Short exercise: Rewrite every line of the data below as a numbered list, omitting any blank lines.

Dataset content:
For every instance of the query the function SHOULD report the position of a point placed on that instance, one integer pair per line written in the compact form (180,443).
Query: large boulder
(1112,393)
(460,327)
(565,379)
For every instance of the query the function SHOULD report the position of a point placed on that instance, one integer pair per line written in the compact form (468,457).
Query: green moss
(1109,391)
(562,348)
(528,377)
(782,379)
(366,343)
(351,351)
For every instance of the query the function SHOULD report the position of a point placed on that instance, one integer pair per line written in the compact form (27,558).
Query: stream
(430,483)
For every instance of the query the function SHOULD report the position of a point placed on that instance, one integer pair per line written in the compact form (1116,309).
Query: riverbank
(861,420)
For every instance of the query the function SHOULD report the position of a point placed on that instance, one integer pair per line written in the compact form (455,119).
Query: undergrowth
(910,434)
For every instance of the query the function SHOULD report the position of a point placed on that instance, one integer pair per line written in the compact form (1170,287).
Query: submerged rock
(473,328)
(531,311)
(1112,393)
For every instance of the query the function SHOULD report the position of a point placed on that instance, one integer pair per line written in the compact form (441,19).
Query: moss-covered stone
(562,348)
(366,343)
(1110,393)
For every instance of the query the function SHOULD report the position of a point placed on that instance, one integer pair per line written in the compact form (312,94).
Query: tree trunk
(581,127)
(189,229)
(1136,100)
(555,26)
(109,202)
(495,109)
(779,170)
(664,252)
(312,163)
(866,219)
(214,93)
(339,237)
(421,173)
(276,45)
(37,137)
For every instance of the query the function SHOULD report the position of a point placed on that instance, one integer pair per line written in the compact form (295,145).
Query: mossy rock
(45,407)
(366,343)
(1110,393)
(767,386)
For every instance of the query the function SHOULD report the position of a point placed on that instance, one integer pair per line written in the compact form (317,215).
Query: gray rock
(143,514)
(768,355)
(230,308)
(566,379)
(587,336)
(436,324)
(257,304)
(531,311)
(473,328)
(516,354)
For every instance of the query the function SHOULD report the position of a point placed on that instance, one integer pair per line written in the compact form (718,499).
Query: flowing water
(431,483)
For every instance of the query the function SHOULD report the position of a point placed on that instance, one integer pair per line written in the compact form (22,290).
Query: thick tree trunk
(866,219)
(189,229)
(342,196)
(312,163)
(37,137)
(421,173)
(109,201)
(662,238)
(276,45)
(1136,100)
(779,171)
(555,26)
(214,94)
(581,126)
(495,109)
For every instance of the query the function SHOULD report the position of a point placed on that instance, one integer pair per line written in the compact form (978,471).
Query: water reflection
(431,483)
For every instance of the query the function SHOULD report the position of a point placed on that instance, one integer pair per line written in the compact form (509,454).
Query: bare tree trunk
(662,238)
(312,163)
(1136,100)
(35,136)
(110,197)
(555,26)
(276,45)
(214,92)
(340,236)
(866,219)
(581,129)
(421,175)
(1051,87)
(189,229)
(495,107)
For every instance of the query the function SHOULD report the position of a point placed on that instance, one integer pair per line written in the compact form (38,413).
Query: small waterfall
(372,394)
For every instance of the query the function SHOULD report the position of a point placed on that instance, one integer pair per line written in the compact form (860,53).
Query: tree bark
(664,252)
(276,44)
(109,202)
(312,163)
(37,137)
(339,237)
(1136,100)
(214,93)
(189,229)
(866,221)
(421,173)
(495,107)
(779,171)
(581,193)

The response:
1. For every instance of the query the function SHOULD report the position of a point placed on that instance, one integer pair per line written in the compact form (180,443).
2. Query: large boulder
3. (1112,393)
4. (460,327)
5. (565,379)
6. For every instance of the query the function SHOULD report the position of a point placed on that instance, one integer pair per line written in the compact form (468,457).
7. Query: green moss
8. (1109,391)
9. (562,348)
10. (528,377)
11. (782,379)
12. (366,343)
13. (351,351)
14. For every instance of the query the function SHOULD report the position of a point placed on that instance, one integer pair per line written in the compact form (27,558).
15. Query: stream
16. (430,483)
17. For every instance of the query the function SHOULD report the position of a point placed on that instance, one integer pair per line written in the compact form (1116,309).
18. Query: riverbank
19. (861,420)
20. For every instance of the query the function SHOULD report the position of a point placed on that instance, one integer pair per line written in the compact form (455,119).
21. Query: undergrowth
22. (910,434)
23. For every instance of the query the function SHOULD report the position of a point placed on that instance, one integer pair per line written in the compact form (1170,287).
24. Query: submerged rock
25. (473,328)
26. (531,311)
27. (1112,393)
28. For every instance of the query the function SHOULD report the position of a point placed on that instance, one integer pair per line written in the compact form (441,19).
29. Query: moss-covered stone
30. (562,348)
31. (366,343)
32. (1110,393)
33. For every instance of the query the function SHOULD report the position of a point placed on that instance, one integer pair per line written in the compact form (312,94).
34. Query: tree trunk
35. (581,127)
36. (189,229)
37. (1136,100)
38. (555,26)
39. (109,202)
40. (495,109)
41. (779,170)
42. (664,252)
43. (312,163)
44. (866,219)
45. (214,93)
46. (339,237)
47. (421,173)
48. (276,45)
49. (37,137)
50. For every instance of the query the function SHOULD report the position of a point placed on that instance, one integer pair per line written in the compact form (295,145).
51. Query: mossy rock
52. (45,407)
53. (366,343)
54. (1110,393)
55. (767,386)
56. For every instance of the query the function SHOULD report the position of a point placed on that instance, one integer pair per line written in the compact form (317,215).
57. Query: gray rock
58. (143,514)
59. (768,355)
60. (230,308)
61. (566,379)
62. (587,336)
63. (436,324)
64. (257,304)
65. (531,311)
66. (473,328)
67. (516,354)
68. For every instance of the query the function SHOULD report the position of a point placed on that instance, one integer pair per line written in the compact form (718,499).
69. Query: flowing water
70. (431,483)
71. For every instance of the query the function SHOULD report the position of a point placed on that instance, one integer pair per line written in the compact form (22,290).
72. Query: thick tree trunk
73. (866,219)
74. (189,229)
75. (342,196)
76. (312,163)
77. (37,137)
78. (421,173)
79. (109,201)
80. (662,238)
81. (276,45)
82. (1136,100)
83. (779,171)
84. (555,26)
85. (214,94)
86. (581,126)
87. (495,109)
88. For every instance of the query the function SHOULD report the position of a point placed on that instance, one integer pair per line written in the compact form (978,471).
89. Query: water reflection
90. (431,483)
91. For every instance of the query the function SHOULD report the position of a point placed on that instance, one integer pair per line written in the compact form (509,454).
92. Query: bare tree trunk
93. (662,238)
94. (312,163)
95. (1136,100)
96. (35,136)
97. (110,197)
98. (555,26)
99. (276,45)
100. (214,92)
101. (340,236)
102. (866,219)
103. (581,129)
104. (421,175)
105. (1051,87)
106. (189,229)
107. (495,107)
108. For every instance of the query the function SHOULD report the position of a point placed on that instance, one integer pair per line written in the compact form (38,413).
109. Query: small waterfall
110. (372,394)
111. For every instance of the query the function SHOULD report the position of a point placed on that instance, one integer pair per line written in the compact form (860,53).
112. Query: tree bark
113. (664,252)
114. (276,44)
115. (109,202)
116. (312,163)
117. (37,137)
118. (339,237)
119. (1136,100)
120. (214,93)
121. (189,229)
122. (866,221)
123. (421,173)
124. (495,107)
125. (779,171)
126. (581,193)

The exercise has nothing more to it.